START Listed entries

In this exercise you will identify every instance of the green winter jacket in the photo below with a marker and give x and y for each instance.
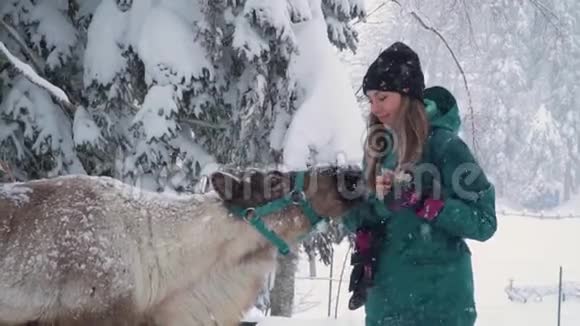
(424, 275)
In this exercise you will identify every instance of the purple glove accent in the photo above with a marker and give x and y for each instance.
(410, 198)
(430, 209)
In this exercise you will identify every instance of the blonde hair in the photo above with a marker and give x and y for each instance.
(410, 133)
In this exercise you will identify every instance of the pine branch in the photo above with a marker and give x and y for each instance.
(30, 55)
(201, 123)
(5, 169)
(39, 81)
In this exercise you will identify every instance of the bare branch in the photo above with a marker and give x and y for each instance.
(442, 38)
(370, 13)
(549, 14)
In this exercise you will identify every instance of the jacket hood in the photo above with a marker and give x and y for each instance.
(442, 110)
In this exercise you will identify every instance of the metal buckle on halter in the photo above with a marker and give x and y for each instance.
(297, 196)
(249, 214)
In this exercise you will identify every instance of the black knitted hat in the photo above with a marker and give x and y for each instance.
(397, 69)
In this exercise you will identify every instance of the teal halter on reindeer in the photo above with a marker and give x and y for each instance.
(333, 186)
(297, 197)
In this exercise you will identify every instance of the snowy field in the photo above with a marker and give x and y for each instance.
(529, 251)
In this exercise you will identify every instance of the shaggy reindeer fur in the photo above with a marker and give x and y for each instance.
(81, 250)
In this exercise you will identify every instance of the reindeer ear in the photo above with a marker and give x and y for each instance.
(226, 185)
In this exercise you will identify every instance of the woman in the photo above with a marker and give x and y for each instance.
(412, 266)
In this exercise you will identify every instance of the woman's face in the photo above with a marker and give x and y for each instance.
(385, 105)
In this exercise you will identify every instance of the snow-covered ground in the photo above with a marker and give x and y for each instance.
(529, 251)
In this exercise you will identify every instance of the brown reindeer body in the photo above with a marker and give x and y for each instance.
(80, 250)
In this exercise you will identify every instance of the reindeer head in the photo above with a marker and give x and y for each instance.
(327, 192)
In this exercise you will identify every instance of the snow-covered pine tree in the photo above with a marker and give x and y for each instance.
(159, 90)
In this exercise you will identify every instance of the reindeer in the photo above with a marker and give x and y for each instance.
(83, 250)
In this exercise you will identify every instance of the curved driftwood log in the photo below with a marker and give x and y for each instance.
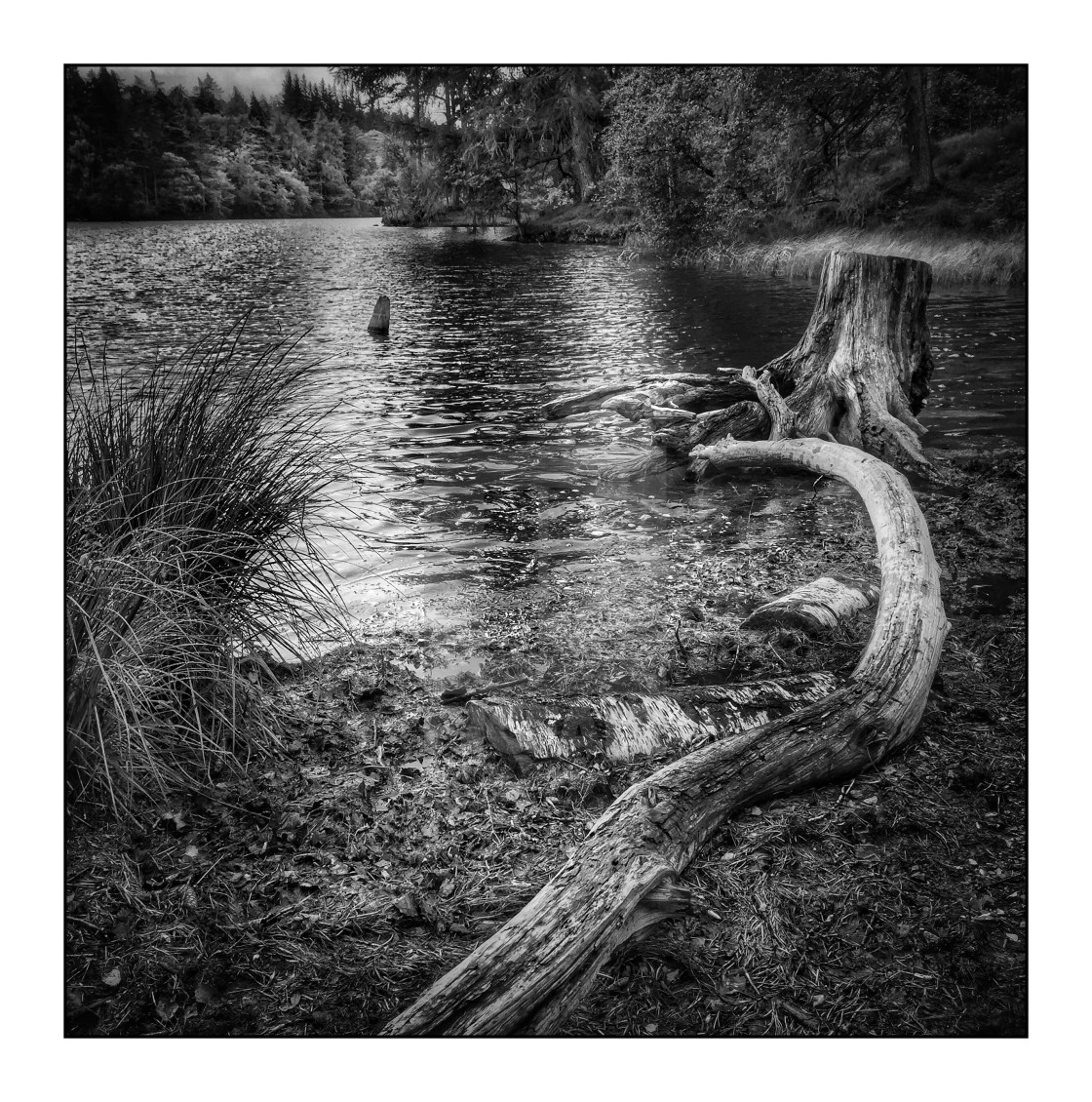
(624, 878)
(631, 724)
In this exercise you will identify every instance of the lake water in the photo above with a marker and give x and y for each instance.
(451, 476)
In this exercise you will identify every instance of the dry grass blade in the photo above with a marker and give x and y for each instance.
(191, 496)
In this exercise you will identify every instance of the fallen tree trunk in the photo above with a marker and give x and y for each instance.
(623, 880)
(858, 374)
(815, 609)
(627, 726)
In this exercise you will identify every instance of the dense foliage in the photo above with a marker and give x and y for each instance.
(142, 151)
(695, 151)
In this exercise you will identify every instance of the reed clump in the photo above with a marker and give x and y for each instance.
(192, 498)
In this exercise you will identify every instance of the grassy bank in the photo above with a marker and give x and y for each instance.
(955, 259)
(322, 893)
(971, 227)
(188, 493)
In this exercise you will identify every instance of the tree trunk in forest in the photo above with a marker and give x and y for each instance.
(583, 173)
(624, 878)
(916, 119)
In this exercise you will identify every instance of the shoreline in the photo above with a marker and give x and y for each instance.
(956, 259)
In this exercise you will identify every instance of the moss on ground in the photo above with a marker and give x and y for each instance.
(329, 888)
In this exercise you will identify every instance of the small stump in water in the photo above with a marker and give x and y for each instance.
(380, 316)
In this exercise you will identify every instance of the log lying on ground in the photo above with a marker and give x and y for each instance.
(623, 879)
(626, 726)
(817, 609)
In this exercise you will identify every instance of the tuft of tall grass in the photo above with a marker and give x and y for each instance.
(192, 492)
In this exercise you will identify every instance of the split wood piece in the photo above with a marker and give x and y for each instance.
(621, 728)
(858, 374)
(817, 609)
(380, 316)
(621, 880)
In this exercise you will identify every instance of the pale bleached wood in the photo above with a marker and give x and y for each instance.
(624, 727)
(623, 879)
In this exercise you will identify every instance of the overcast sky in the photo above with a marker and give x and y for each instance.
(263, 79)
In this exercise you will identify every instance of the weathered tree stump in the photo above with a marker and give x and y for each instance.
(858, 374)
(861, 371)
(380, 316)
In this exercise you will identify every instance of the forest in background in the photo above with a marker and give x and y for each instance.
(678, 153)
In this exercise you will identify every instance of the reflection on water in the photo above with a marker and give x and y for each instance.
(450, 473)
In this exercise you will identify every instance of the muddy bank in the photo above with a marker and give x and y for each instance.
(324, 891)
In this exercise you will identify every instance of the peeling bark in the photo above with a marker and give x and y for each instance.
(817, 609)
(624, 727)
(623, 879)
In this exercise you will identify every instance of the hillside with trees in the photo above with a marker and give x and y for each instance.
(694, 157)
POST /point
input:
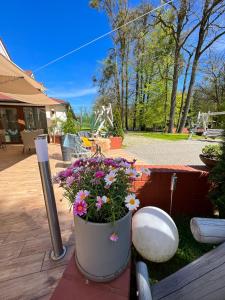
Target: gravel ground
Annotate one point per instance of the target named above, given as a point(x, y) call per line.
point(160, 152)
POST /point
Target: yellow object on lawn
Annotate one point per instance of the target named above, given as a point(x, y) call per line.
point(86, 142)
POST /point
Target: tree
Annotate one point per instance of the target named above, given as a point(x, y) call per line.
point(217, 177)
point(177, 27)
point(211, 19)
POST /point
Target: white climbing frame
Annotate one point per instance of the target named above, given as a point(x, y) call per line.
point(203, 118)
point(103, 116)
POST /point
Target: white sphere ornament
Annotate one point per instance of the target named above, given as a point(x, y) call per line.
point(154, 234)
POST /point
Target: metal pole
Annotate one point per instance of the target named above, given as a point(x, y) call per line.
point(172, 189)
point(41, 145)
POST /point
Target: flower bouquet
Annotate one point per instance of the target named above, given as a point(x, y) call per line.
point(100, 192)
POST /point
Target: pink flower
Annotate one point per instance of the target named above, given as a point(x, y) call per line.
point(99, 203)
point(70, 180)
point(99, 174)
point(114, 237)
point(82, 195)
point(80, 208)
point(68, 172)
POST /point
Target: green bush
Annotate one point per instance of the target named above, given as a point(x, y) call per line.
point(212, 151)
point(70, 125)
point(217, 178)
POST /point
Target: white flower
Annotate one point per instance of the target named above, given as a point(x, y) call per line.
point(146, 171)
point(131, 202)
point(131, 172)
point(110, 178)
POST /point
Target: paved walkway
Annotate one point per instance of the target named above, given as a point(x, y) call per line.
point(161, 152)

END Listed entries

Your objective
Your copy should repeat each entry above exactly but contain no pictures.

Completed exercise
In this exercise you will identify every instance of the green winter jacket in the photo below with a marker and give x and y for each instance.
(424, 275)
In this exercise you will identify every instance of the purple glove accent in the photo above with a marker and give x and y for each instance.
(410, 198)
(430, 209)
In this exercise you will identify every instance of the blonde hair in the photo above with a marker and give x and y for each instance.
(410, 133)
In this exercise you will identify every instance of the pine branch in the photo above with a marker and give x and y for each instance.
(30, 55)
(201, 123)
(5, 169)
(39, 81)
In this exercise you will identify every instance of the bare branch in the photo above with a marker and give x and y for each instance.
(442, 38)
(370, 13)
(549, 14)
In this exercise you will identify every instance of the jacket hood in the photo above with a marker and give x and y for each instance.
(442, 110)
In this exercise you will identify every instance of the metal buckle on halter in the photo above with a marker and give x and y for each instance.
(297, 196)
(249, 214)
In this exercise you will identify every instance of the black knitted hat in the photo above with a marker and give x and y for each instance.
(397, 69)
In this exercise you will identify every instance of the teal halter on reindeer in the photo above with a marker and give x and y for each instance.
(333, 186)
(297, 197)
In this exercise you will identify every instance of the snowy field in the photo above with a marker and give x and y for each instance.
(529, 251)
In this exercise you will identify every instance of the shaggy reindeer fur in the photo above with a marker and give x and y for each instance.
(81, 250)
In this exercise you will identify every instance of the reindeer ear in the photo above with a marker and give x and y for each instance.
(226, 185)
In this exercise you will identify every instance of the woman in the photo above with a marker and give x and y for each instance.
(412, 266)
In this exercise you will identify every instance of the woman's face in the photo above with a marker and give x and y for each instance.
(385, 105)
In this exercise you will identify every instance of the snow-covered ground in the photo above with a marker and give x and y for each instance.
(529, 251)
In this exercise you will identify every instance of the brown reindeer body in the photo above with a marker and give x and y for each instance.
(80, 250)
In this exercise you will identify every instance of the reindeer head in the photo above with a marker and give x and y for each instance.
(327, 192)
In this exercise you will identify every instance of the snow-covered pine tree in the photo above with a marker and give x and y for each instance.
(159, 90)
In this exercise you will identify every instance of the reindeer in the photo above with a marker and give x and y for each instance.
(83, 250)
In this exercise you will identify every instance of the curved driftwood log in the photo below with a marker and give x and y for each instance.
(624, 878)
(631, 724)
In this exercise you will identify every instance of the lake water in the photo above with a marker and give x and y for each instance.
(451, 476)
In this exercise you will identify every instance of the dry grass blade in the photo above with a marker and give x and y for each instance.
(191, 496)
In this exercise you will identify every instance of the fallen tree trunk in the photo above with a marker and give x and y for each instance.
(623, 880)
(858, 374)
(815, 609)
(627, 726)
In this exercise you will identify every instance of the dense foliage in the photo above with a marker and give x and y for each instance.
(142, 151)
(695, 151)
In this exercise you will identify every instance of the reed clump in the photo above with a marker and give x and y for each instance.
(192, 498)
In this exercise you will identify every instance of the grassy bank in the photo above with a marker and give x and y for each instance.
(955, 259)
(322, 893)
(971, 227)
(188, 493)
In this exercise you will identify every instance of the tree trunk in forest in the photo above with a marker and give x and y for each instance.
(583, 173)
(624, 878)
(916, 119)
In this exercise you will identify every instance of the shoreline in the photo above with a marker and give x and y for each instance.
(956, 259)
In this exercise you will identify every instance of the moss on ground in the photo above with a marker and give x and y for each instance.
(329, 888)
In this exercise you will identify every instance of the small stump in water in the photo above with a marker and give x and y for each instance.
(380, 316)
In this exercise you will identify every instance of the log lying on ground in the photo above with a marker and give x and y for each instance.
(623, 879)
(626, 726)
(817, 609)
In this exercise you will identify every instance of the tuft of tall grass in the photo above with a marker and give x and y for each instance.
(192, 492)
In this exercise you will identify every instance of the split wood piece in the photo above with a marker and give x and y for each instance.
(621, 728)
(858, 374)
(817, 609)
(380, 316)
(621, 880)
In this exercise you will identify every instance of the pale bleached wood in the photo above with a marker and give x and y for each instance.
(624, 727)
(623, 879)
In this exercise you will identify every instance of the overcast sky in the photo above with a marker and give x and y for each instance.
(263, 79)
In this exercise you will identify every instance of the weathered tree stump in the photo above with a marker and give x and y for each instance.
(858, 374)
(861, 371)
(380, 316)
In this exercise you will identify every instance of the forest in background in the photo above with a marker and give x and y for each instance.
(678, 153)
In this exercise you will identify every instance of the reflection on water in the photo above with a marker and give x and y for each instance.
(450, 473)
In this exercise you will identify every instance of the muddy bank in the photo above with a marker and give x and y for each instance.
(324, 891)
In this exercise you will identify every instance of the peeling bark in the photo above with a marker and give x and y for each instance.
(817, 609)
(624, 727)
(623, 879)
In this exercise you will identify every instance of the hillside with trees in the photo above with a marker and give x and y for each instance.
(694, 157)
POST /point
input:
Target: gravel ground
Annotate one point per instance of the target named above, given as a point(x, y) call per line.
point(160, 152)
POST /point
Target: yellow object on lawn
Annotate one point per instance of the target named above, given as a point(x, y) call per line.
point(86, 142)
POST /point
Target: tree
Annotate one point per instance of the target named above, given as a point(x, y) call per line.
point(217, 177)
point(177, 27)
point(211, 19)
POST /point
Target: white climbing frame
Annotate one point per instance of the target named above, given as a point(x, y) call per line.
point(203, 118)
point(103, 116)
POST /point
Target: white sphere ornament
Annotate one point per instance of the target named above, given as a point(x, y) call per line.
point(154, 234)
POST /point
Target: metal pole
Annotate one point per instance of the target named above, given as a point(x, y) call per line.
point(172, 189)
point(41, 145)
POST /point
Target: flower bouquet
Annotate one point per instance of the target named above, given as a point(x, y) call per line.
point(100, 192)
POST /point
Target: pink flower
Annotate one point per instance of the target named above, given as a point(x, y) call per line.
point(99, 203)
point(70, 180)
point(99, 174)
point(114, 237)
point(82, 195)
point(80, 208)
point(68, 172)
POST /point
Target: green bush
Annotate one point per instance of the target named above, given as a point(x, y) call per line.
point(212, 151)
point(70, 125)
point(217, 178)
POST /point
Target: white flower
Annotate one point per instance of the target named above, given as a point(x, y) call per line.
point(146, 171)
point(131, 202)
point(131, 172)
point(110, 178)
POST /point
Target: paved walkway
Annotate one point per instance of the target named above, given as a point(x, y) call per line.
point(161, 152)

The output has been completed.